* Requirements: Set down each record exactly as written.

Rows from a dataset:
-------

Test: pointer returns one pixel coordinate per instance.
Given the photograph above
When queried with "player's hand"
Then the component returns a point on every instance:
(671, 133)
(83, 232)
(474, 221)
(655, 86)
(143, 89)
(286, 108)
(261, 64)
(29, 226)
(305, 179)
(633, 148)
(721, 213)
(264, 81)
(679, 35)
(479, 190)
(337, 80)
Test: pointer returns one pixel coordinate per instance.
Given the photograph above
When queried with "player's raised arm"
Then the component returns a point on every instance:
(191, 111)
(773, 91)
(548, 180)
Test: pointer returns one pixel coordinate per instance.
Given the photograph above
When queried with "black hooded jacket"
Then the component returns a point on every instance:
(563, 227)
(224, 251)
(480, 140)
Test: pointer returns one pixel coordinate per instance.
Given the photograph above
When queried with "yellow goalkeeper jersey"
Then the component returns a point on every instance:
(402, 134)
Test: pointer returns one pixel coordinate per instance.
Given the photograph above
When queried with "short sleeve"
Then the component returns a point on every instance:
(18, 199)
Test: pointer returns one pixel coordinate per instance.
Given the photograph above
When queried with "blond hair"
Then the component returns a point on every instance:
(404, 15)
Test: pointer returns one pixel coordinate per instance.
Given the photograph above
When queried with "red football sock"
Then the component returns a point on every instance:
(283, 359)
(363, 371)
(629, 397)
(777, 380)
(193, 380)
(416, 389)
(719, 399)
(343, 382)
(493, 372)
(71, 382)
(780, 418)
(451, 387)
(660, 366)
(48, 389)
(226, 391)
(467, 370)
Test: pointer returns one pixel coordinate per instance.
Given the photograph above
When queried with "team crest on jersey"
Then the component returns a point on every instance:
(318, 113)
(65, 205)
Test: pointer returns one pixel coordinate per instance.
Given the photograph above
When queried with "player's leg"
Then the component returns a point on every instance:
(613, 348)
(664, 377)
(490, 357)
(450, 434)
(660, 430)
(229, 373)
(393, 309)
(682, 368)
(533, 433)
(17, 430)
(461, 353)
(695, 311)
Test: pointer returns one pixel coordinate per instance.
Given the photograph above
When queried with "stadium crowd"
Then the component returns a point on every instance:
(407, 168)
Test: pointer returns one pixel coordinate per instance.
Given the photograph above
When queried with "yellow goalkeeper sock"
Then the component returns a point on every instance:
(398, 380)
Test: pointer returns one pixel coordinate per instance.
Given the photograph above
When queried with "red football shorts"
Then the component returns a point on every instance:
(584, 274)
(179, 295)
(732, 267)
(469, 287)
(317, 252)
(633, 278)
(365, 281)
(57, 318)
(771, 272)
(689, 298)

-------

* The reply:
Test: pointer returns one pixel coordinate per instance.
Given the photograph above
When queried with "player's hand"
Then the component returns a point on every instance:
(671, 133)
(83, 232)
(474, 221)
(655, 86)
(143, 89)
(286, 108)
(261, 64)
(29, 226)
(305, 179)
(633, 148)
(721, 213)
(264, 81)
(679, 35)
(479, 190)
(337, 80)
Test: pointer returns one pixel coordinate per instance.
Given the photograph above
When queried with "player's raised arm"
Then the component returns a point on every instance:
(191, 111)
(773, 91)
(548, 180)
Test: pointer returns one pixel coordinate per instance.
Given the photograph above
When queried with "black hooded jacket"
Then the component returns a point on every instance:
(563, 227)
(224, 251)
(480, 140)
Test: pointer returns one pixel coordinate per instance.
Given the photograph above
When queried with "yellow goalkeeper jersey"
Then the component returns a point on every instance:
(402, 134)
Test: pointer returns one pixel coordinate per instance.
Given the photograph above
When queried with "short sleeve"
Then the component returns a point on every instance:
(18, 199)
Test: pointer returns one pixel coordinate per instance.
Given the photograph above
When queried with "blond hair"
Then the component returns a point on every instance:
(404, 15)
Test: pointer returns one pixel coordinate per instance.
Given the photograph above
When queried with "red football sock"
Then the component returns a point on every instance:
(283, 359)
(363, 371)
(629, 397)
(777, 380)
(193, 380)
(416, 389)
(719, 399)
(343, 382)
(493, 372)
(71, 382)
(780, 418)
(451, 387)
(660, 366)
(48, 389)
(226, 391)
(467, 370)
Test: pointer returns one pixel coordinate per instance.
Given the photograph above
When queried with "team crest on jersey"
Then the component returns a point on every instance:
(318, 113)
(65, 205)
Test: pointer returns one pixel coordinate per instance.
Given the photograph above
When queried with "player's leg"
Then the component returns a point on every instance:
(613, 348)
(664, 377)
(490, 357)
(450, 434)
(660, 430)
(229, 373)
(393, 309)
(682, 368)
(533, 433)
(17, 430)
(461, 353)
(695, 311)
Test: pointer returns one pixel coordinate per instance.
Given the photograph above
When queried with "stadium crowd"
Then the component returns a point on every instance:
(407, 168)
Test: pointer returns one pixel coordinate per instance.
Given the photograph above
When queried with "yellow goalkeeper sock"
Then the component returns a point on every instance:
(398, 380)
Test: pointer returns one pixel coordinate per instance.
Given the photograph above
When queried with "red football shorts"
Then the component returns a point on every instance:
(584, 274)
(179, 295)
(732, 267)
(469, 287)
(317, 252)
(633, 278)
(365, 281)
(57, 318)
(771, 272)
(689, 298)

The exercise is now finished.